> Stated task 1: Transcribe everything in the rows below from the line containing "mark the region of the black tent" down to the line containing "MULTIPOLYGON (((241 92, 240", including both of those lines.

On T20-T148 chips, the bootloader can set up a boot splash
screen with DC configured to increment syncpoint 26/27
at VBLANK. Because of this we shouldn't allow these syncpoints
to be allocated until DC has been reset and will no longer
increment them in the background.

As such, on these chips, reserve those two syncpoints at
initialization, and only mark them free once the DC
driver has indicated it's safe to do so.

Signed-off-by: Mikko Perttunen <mperttunen@nvidia.com>
---
v6:
* Updated kerneldoc
v3:
* New patch
---
 drivers/gpu/drm/tegra/dc.c  |  6 ++++++
 drivers/gpu/host1x/dev.c    |  6 ++++++
 drivers/gpu/host1x/dev.h    |  6 ++++++
 drivers/gpu/host1x/syncpt.c | 35 ++++++++++++++++++++++++++++++++++-
 include/linux/host1x.h      |  3 +++
 5 files changed, 55 insertions(+), 1 deletion(-)

diff --git a/drivers/gpu/drm/tegra/dc.c b/drivers/gpu/drm/tegra/dc.c
index 416d6036cf47..71b9658c39e6 100644
--- a/drivers/gpu/drm/tegra/dc.c
+++ b/drivers/gpu/drm/tegra/dc.c
@@ -2045,6 +2045,12 @@ static int tegra_dc_init(struct host1x_client *client)

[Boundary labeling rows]
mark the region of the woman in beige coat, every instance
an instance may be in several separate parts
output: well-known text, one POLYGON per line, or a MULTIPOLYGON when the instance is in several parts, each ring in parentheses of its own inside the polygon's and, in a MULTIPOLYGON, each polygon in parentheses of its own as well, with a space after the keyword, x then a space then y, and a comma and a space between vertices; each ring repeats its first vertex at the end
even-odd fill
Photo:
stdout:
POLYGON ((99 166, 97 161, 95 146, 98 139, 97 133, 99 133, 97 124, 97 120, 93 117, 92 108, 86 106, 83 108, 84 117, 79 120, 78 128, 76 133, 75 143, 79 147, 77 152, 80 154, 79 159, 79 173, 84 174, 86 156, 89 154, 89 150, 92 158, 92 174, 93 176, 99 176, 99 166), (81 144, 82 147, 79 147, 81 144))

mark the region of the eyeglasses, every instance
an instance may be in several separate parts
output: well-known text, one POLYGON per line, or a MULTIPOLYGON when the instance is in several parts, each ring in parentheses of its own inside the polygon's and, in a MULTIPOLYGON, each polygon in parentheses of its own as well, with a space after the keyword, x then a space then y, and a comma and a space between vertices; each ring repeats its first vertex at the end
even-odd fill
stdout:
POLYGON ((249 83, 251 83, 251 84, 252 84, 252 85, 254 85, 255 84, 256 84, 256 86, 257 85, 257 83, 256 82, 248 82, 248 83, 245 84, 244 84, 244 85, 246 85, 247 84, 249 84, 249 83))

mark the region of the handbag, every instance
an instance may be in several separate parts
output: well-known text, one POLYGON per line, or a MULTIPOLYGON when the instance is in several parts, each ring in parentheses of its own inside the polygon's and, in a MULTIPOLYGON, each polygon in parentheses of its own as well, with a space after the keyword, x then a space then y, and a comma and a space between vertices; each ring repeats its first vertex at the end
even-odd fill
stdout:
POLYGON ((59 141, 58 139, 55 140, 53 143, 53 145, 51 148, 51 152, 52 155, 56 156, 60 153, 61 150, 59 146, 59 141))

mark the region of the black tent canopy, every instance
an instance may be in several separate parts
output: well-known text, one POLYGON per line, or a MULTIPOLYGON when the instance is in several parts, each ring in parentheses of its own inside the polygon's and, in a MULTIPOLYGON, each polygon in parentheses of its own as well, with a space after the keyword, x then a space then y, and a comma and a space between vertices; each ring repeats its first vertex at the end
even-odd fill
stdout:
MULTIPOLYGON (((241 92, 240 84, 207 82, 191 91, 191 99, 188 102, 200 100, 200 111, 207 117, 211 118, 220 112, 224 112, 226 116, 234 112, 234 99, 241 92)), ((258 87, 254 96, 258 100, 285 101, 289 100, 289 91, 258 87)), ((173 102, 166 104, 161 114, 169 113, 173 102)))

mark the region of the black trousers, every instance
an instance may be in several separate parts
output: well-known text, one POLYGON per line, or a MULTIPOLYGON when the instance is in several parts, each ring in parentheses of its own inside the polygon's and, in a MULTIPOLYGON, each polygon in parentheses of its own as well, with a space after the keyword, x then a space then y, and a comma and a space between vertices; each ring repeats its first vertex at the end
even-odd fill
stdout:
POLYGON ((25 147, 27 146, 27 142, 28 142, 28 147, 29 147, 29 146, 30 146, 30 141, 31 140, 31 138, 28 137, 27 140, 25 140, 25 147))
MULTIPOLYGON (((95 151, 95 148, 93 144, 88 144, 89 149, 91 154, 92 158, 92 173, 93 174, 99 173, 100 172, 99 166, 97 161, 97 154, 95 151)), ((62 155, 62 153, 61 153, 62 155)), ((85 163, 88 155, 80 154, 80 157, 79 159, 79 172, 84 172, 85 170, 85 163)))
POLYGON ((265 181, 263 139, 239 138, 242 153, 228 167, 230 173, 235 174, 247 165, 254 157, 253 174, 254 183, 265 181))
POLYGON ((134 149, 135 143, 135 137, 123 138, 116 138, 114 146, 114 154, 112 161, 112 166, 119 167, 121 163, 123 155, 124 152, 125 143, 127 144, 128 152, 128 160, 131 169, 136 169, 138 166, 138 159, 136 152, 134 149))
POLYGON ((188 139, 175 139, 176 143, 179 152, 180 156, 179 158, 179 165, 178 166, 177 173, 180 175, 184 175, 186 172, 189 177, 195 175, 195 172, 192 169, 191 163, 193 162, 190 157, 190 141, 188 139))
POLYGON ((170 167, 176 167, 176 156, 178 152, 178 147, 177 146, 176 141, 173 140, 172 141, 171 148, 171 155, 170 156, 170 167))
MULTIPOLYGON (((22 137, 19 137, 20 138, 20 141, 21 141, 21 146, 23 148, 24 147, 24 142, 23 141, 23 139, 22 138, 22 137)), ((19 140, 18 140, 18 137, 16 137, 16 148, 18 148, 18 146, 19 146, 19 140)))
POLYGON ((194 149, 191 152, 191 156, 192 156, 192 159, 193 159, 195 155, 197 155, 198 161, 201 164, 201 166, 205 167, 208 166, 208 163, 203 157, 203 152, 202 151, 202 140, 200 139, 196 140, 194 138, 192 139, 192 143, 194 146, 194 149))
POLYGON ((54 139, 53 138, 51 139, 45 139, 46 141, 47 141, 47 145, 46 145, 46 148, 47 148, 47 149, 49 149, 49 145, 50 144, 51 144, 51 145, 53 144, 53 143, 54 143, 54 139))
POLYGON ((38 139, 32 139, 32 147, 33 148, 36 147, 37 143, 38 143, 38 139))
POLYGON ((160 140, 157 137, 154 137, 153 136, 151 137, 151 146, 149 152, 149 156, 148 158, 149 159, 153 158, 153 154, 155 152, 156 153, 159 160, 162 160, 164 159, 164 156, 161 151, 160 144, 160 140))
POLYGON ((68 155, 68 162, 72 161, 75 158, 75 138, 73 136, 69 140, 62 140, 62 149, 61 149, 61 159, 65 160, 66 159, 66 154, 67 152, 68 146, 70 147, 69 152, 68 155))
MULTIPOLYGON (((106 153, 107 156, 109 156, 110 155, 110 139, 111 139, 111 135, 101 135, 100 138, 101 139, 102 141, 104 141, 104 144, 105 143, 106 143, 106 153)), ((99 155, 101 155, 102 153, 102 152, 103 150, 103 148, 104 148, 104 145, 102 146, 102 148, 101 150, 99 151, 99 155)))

> Stated task 2: Reproduce the syncpoint patch above word for word, in full.

> Correct output 1:
mark the region of the black tent canopy, every instance
an instance may be in several separate parts
output: well-known text, one POLYGON per line, or a MULTIPOLYGON when the instance is in several parts, each ring in parentheses of its own inside the polygon's and, in a MULTIPOLYGON, each polygon in parentheses of its own as well, with a space after the keyword, x then a space then y, and a comma and a space between vertices; each ring repeats its first vertex at the end
even-odd fill
stdout:
MULTIPOLYGON (((241 92, 240 84, 207 82, 191 91, 191 99, 188 102, 200 100, 200 111, 207 117, 211 118, 220 112, 224 112, 226 116, 234 112, 234 99, 241 92)), ((258 87, 254 96, 258 100, 285 101, 289 100, 289 91, 258 87)), ((173 102, 166 104, 161 114, 169 113, 173 102)))

> Correct output 2:
On T20-T148 chips, the bootloader can set up a boot splash
screen with DC configured to increment syncpoint 26/27
at VBLANK. Because of this we shouldn't allow these syncpoints
to be allocated until DC has been reset and will no longer
increment them in the background.

As such, on these chips, reserve those two syncpoints at
initialization, and only mark them free once the DC
driver has indicated it's safe to do so.

Signed-off-by: Mikko Perttunen <mperttunen@nvidia.com>
---
v6:
* Updated kerneldoc
v3:
* New patch
---
 drivers/gpu/drm/tegra/dc.c  |  6 ++++++
 drivers/gpu/host1x/dev.c    |  6 ++++++
 drivers/gpu/host1x/dev.h    |  6 ++++++
 drivers/gpu/host1x/syncpt.c | 35 ++++++++++++++++++++++++++++++++++-
 include/linux/host1x.h      |  3 +++
 5 files changed, 55 insertions(+), 1 deletion(-)

diff --git a/drivers/gpu/drm/tegra/dc.c b/drivers/gpu/drm/tegra/dc.c
index 416d6036cf47..71b9658c39e6 100644
--- a/drivers/gpu/drm/tegra/dc.c
+++ b/drivers/gpu/drm/tegra/dc.c
@@ -2045,6 +2045,12 @@ static int tegra_dc_init(struct host1x_client *client)